▶ _Фрагмент документа_

До празднования 75-летия Великой Победы остается несколько дней. Дружба народов СССР и их боевое братство в Великой Отечественной войне являлось основным постулатом советской национальной политики, как в годы войны, так и после нее. Это базовое положение «исторической памяти» используется и в современной политике конструирования национальной идентичности в Российской Федерации. Пропаганда делает упор на то, что на борьбу с гитлеровцами поднялись все народы «советской страны», а политику депортации народов связывают либо с «преступлениями», либо с «ошибками» режима сталинизма.
В марте 2020 года в достаточно сдержанной формулировке в изменения действующей Конституции РФ было внесено «положение о русском языке как языке государствообразующего народа». Понятие «государствообразующий народ», в частности, встретило критику муфтия Татарстана и некоего Всетатарского общественного центра. Конгресс Саха (Республика Якутия) выразил президенту РФ Владимиру Путину и депутатам Госдумы «обеспокоенность» в связи с поправкой, согласно которой русский народ будет признан «государствообразующим».
Собственно, в нашем обыденном сознании присутствует достаточно четкое представление о «государствообразующей» роли русского народа в Великой Отечественной войне. Хрестоматийным примером в этом отношении стал известный тост Сталина «За русский народ!», произнесенный главнокомандующим на кремлевском приеме 24 мая 1945 года. По свидетельству Корнея Чуковского, когда Сталин произносил свой тост, известный военный пропагандист — писатель Илья Эренбург заплакал, так как содержание тоста ему «показалось обидным». А ведь в этой своей речи Сталин говорил именно о «государствообразующей» роли русского народа, проявившейся в войне, ставшей испытанием для государственности большевистского СССР.

▶ _Задание_
Укажите по фрагменту о государствообразующем народе дату и обстановку, в которой Сталин произнес тост «За русский народ!».

▶ _Записи_
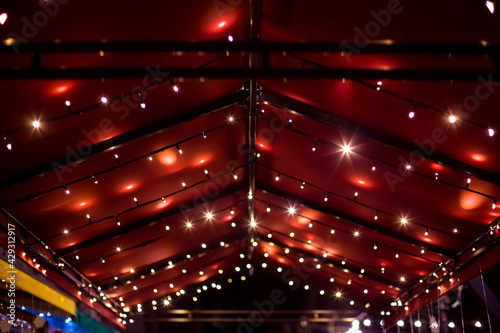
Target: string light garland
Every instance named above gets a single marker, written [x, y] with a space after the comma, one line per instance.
[406, 168]
[378, 87]
[355, 200]
[92, 177]
[105, 100]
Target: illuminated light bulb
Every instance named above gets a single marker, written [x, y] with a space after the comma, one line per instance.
[490, 4]
[3, 18]
[346, 149]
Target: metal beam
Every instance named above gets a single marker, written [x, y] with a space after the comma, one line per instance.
[316, 114]
[155, 128]
[245, 46]
[246, 73]
[139, 224]
[359, 222]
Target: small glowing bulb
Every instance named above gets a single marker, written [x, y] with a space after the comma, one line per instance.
[490, 4]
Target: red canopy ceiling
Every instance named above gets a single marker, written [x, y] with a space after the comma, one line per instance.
[146, 202]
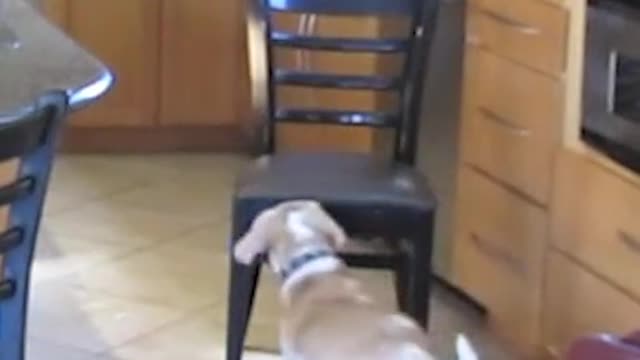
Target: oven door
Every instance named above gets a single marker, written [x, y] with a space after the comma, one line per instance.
[611, 97]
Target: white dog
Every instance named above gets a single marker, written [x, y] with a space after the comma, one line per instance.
[326, 313]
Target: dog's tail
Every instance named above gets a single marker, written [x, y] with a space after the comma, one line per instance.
[464, 349]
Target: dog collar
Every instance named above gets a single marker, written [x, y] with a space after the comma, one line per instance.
[301, 260]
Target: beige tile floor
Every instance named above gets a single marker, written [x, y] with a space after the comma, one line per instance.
[131, 265]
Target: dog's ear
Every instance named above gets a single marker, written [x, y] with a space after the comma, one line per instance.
[320, 220]
[255, 241]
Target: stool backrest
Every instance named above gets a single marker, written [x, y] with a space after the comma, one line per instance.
[26, 154]
[412, 47]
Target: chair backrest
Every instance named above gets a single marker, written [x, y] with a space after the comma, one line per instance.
[26, 155]
[600, 347]
[413, 47]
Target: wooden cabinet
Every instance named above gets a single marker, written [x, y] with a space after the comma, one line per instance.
[182, 76]
[499, 256]
[201, 67]
[180, 67]
[597, 220]
[592, 286]
[578, 303]
[124, 34]
[512, 123]
[531, 32]
[513, 108]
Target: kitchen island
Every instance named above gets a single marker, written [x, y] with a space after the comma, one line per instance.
[35, 58]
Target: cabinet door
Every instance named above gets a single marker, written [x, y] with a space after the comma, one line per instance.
[125, 35]
[204, 71]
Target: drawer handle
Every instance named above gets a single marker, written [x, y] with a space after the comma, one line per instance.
[517, 130]
[629, 240]
[497, 254]
[517, 25]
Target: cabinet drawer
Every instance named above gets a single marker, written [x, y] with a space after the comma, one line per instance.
[512, 122]
[498, 251]
[596, 218]
[529, 32]
[577, 303]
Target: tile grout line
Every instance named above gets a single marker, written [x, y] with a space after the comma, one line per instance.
[188, 314]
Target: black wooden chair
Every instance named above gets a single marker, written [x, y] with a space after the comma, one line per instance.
[26, 138]
[370, 197]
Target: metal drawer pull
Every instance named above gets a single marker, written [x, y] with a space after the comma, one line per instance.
[517, 130]
[629, 240]
[498, 254]
[517, 25]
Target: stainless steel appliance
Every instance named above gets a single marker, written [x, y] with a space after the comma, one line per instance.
[439, 126]
[611, 97]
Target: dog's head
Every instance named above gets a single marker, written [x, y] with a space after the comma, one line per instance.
[288, 226]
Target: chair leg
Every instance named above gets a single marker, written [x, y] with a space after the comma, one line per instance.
[401, 273]
[419, 274]
[242, 288]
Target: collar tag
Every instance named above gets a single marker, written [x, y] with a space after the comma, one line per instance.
[301, 260]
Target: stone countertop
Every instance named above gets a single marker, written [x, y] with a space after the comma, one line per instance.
[36, 57]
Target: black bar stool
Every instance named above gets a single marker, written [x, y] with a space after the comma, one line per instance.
[371, 198]
[27, 140]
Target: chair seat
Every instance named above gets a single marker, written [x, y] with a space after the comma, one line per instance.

▶ _Ответ к заданию_
Тост прозвучал 24 мая 1945 года на кремлевском приеме.